● **Exercise aim**
Write out exactly the lines below that run from the line containing "Expected: the position of each instance of the car side" through the last line of the records.

★ ★ ★ ★

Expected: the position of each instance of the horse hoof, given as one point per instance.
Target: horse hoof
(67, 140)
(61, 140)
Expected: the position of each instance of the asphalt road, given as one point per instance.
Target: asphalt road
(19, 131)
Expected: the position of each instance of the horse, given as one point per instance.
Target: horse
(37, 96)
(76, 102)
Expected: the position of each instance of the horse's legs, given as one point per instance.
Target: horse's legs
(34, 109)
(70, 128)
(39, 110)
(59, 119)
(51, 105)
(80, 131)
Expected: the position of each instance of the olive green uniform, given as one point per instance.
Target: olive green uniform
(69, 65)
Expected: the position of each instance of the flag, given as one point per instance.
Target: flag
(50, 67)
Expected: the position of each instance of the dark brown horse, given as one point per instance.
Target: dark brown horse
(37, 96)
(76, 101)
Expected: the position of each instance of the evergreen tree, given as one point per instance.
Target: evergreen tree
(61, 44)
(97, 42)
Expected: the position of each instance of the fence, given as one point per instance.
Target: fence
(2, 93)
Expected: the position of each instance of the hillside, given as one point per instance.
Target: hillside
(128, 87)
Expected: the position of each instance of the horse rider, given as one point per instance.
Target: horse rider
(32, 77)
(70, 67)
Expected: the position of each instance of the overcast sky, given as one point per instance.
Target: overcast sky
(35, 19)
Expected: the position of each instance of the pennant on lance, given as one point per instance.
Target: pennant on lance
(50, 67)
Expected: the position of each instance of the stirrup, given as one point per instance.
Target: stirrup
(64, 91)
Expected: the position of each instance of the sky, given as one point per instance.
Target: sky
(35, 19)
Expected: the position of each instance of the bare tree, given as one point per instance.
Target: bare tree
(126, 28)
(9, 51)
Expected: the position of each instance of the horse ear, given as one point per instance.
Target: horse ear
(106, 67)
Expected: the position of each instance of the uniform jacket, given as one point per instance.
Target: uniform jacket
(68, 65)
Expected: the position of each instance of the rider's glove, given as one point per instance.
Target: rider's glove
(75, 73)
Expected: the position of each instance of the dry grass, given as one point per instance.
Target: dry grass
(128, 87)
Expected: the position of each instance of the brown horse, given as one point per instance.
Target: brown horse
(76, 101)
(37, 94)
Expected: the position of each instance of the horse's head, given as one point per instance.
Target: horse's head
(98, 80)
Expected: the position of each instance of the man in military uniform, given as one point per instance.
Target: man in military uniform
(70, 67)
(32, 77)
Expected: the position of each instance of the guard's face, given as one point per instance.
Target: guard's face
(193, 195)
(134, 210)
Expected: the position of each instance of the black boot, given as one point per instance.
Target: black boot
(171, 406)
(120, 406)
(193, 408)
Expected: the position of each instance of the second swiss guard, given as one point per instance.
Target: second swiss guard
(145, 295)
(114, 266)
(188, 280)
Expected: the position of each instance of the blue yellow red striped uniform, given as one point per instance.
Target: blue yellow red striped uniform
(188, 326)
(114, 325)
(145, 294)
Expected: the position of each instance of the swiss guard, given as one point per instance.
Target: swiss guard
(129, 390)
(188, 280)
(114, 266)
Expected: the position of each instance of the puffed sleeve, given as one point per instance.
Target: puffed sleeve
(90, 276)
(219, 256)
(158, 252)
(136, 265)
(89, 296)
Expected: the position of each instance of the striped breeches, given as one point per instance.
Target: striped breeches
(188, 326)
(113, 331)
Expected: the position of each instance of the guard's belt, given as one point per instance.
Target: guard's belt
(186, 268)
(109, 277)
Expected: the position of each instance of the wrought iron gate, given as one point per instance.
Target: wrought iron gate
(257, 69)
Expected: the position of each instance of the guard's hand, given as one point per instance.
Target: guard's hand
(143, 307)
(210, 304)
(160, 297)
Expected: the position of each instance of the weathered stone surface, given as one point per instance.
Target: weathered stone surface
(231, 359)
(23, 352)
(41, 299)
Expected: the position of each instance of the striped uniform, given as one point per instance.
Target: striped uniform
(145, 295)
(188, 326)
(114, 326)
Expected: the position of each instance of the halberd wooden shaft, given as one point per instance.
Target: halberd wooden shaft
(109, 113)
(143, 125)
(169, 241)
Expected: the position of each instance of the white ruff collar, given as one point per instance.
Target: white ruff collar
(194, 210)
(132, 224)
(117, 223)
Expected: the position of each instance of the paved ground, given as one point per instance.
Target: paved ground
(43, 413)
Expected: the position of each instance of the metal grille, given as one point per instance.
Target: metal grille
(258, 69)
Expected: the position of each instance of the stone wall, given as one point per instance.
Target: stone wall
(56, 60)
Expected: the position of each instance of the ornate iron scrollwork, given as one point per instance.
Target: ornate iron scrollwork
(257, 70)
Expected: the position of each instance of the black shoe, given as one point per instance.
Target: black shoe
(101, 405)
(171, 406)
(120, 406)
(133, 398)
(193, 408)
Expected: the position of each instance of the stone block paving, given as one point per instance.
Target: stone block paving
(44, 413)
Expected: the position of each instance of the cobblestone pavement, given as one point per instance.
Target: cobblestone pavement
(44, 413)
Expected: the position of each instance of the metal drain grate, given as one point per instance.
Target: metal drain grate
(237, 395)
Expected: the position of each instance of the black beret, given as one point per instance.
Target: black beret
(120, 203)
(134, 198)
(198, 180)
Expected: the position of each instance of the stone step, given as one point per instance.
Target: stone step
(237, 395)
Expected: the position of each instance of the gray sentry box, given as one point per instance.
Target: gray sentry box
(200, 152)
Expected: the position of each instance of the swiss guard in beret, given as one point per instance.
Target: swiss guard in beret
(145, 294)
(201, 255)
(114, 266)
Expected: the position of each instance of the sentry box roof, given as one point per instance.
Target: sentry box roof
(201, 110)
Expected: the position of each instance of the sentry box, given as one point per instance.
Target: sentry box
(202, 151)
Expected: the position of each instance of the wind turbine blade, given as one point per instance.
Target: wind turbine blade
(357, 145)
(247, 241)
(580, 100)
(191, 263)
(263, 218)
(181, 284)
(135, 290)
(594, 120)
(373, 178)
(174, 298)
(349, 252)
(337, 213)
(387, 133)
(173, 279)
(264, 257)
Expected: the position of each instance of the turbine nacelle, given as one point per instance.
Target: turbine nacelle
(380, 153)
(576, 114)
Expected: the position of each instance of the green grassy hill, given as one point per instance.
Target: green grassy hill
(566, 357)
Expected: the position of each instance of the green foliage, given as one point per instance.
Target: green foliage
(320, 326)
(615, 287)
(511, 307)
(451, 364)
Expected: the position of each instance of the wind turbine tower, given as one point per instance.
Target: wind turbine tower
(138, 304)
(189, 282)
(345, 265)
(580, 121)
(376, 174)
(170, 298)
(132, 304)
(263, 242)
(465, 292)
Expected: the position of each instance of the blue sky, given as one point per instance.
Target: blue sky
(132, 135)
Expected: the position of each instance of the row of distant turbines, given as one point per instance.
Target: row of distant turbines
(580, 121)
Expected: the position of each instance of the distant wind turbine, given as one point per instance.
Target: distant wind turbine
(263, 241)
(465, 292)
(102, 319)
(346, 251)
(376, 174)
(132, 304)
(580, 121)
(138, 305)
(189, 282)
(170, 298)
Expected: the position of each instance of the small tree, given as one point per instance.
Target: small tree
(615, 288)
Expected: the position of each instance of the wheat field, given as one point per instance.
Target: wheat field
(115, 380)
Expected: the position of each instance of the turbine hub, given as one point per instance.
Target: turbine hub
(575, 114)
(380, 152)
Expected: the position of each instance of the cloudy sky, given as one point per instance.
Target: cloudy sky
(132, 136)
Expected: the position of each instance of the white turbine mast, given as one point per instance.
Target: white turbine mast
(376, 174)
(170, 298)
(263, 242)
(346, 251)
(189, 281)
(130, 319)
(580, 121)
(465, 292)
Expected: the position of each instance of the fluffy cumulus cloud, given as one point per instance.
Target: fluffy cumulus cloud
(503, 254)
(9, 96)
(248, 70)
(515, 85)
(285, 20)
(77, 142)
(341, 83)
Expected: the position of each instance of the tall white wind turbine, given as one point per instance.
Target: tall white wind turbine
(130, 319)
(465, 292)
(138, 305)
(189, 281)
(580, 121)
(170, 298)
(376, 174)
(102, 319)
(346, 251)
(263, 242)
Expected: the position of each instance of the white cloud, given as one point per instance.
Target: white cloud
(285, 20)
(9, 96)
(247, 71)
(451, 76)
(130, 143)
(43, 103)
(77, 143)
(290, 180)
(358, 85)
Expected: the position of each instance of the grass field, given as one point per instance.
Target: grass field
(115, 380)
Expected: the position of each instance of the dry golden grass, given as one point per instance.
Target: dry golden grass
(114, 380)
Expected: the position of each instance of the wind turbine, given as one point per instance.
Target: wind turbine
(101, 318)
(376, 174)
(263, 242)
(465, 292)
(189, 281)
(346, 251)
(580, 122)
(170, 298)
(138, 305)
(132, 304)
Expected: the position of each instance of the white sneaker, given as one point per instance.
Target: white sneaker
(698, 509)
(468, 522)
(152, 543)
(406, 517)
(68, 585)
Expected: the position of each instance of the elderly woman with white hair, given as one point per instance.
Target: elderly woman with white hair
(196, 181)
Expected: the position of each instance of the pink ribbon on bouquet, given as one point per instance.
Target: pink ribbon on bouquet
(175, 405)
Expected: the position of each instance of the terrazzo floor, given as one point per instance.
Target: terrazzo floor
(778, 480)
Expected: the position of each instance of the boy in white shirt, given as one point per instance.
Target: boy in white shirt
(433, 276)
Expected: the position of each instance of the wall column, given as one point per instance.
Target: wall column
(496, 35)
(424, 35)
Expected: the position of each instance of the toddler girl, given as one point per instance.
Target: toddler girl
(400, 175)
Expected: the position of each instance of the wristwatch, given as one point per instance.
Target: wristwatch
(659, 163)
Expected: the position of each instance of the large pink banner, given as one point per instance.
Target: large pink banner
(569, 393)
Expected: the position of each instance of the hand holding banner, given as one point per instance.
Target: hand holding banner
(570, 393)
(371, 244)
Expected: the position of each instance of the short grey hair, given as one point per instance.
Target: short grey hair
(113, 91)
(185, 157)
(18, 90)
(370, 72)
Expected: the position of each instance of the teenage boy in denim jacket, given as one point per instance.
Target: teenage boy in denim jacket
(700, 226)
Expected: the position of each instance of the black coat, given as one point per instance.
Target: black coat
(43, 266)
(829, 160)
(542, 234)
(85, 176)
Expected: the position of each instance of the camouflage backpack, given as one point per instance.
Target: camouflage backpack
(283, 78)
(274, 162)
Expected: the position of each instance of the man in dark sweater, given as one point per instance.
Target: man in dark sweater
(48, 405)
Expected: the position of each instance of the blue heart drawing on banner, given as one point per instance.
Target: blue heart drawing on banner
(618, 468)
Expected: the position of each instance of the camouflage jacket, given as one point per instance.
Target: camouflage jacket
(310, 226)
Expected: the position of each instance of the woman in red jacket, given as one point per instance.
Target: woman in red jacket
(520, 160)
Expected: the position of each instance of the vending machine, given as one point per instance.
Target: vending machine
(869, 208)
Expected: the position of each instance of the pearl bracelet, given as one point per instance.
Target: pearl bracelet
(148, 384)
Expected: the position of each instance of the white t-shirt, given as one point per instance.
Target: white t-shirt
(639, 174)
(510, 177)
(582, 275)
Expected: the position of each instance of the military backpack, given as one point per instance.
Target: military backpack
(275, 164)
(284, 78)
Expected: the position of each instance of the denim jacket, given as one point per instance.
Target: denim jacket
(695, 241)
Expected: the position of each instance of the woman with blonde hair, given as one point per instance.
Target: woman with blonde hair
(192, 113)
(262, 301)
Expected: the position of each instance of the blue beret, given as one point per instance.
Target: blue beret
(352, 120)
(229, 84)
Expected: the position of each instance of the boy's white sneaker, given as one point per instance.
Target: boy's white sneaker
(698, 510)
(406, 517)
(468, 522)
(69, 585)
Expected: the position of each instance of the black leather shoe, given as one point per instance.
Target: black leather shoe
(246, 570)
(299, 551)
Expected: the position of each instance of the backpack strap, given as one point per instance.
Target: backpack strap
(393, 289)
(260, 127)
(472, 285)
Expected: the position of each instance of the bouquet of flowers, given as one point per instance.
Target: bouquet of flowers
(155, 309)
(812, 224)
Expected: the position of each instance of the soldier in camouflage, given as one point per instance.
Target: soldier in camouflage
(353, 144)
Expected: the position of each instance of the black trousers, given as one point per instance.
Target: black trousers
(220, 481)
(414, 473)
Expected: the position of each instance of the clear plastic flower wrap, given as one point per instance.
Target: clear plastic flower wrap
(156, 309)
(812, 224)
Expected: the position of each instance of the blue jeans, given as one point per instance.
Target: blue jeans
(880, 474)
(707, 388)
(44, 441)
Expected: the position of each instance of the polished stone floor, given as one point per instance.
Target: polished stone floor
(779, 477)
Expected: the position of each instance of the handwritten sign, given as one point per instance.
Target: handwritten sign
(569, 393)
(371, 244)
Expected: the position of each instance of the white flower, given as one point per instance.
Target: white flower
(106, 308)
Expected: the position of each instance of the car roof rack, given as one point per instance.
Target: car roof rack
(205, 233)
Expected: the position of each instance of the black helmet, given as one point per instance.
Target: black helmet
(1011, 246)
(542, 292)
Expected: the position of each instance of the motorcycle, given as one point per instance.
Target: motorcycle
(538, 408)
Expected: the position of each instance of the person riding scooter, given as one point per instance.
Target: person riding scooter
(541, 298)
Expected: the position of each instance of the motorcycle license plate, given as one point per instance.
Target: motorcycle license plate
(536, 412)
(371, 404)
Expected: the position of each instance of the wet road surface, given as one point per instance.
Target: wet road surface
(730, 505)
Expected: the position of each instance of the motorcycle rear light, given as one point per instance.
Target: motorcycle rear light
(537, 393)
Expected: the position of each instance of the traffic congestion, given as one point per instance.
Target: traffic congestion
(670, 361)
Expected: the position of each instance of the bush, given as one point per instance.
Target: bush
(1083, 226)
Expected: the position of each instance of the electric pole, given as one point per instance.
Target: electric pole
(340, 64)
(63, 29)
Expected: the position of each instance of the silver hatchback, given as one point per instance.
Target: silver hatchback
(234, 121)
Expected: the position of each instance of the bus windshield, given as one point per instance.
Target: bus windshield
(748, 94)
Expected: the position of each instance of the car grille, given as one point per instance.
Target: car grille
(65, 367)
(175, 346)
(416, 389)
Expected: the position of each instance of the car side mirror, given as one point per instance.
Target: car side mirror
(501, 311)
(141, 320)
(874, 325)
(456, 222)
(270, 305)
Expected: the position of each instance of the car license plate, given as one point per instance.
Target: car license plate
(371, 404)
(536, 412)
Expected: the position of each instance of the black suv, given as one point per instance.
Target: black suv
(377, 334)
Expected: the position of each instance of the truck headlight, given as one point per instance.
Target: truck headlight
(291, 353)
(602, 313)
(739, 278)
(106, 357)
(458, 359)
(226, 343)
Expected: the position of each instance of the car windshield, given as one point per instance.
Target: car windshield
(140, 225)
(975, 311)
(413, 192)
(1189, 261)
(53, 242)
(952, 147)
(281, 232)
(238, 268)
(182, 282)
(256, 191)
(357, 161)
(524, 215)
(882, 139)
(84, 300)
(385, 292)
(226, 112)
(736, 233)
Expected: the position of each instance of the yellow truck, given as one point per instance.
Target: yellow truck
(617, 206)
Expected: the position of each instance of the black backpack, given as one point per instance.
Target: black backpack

★ ★ ★ ★

● **Result of this task**
Expected: the position of each instance of the car side mirror, given as one point per instance.
Target: car side mirror
(501, 311)
(141, 320)
(874, 325)
(456, 222)
(270, 305)
Expected: the position of each instance of the car license plate, given as one point per instance.
Target: car license plate
(371, 404)
(536, 412)
Expected: the position of each instance of the black suv, given as one point per instance.
Target: black suv
(377, 334)
Expected: the position of each instance of the truck headlight, given as one point per instance.
Target: truck headlight
(291, 353)
(602, 313)
(739, 278)
(106, 357)
(458, 359)
(226, 343)
Expected: the position of each instance of the car windshield, given as one point per instance.
Target: car windshield
(140, 225)
(975, 311)
(413, 192)
(1189, 261)
(53, 242)
(952, 147)
(281, 232)
(238, 268)
(182, 282)
(256, 191)
(357, 161)
(524, 215)
(882, 139)
(84, 300)
(385, 292)
(226, 112)
(736, 233)
Expected: the position of each instance of the yellow truck, given as one point per instance.
Target: yellow truck
(617, 206)
Expected: the position of each instance of the black backpack, given as one point per instance.
Target: black backpack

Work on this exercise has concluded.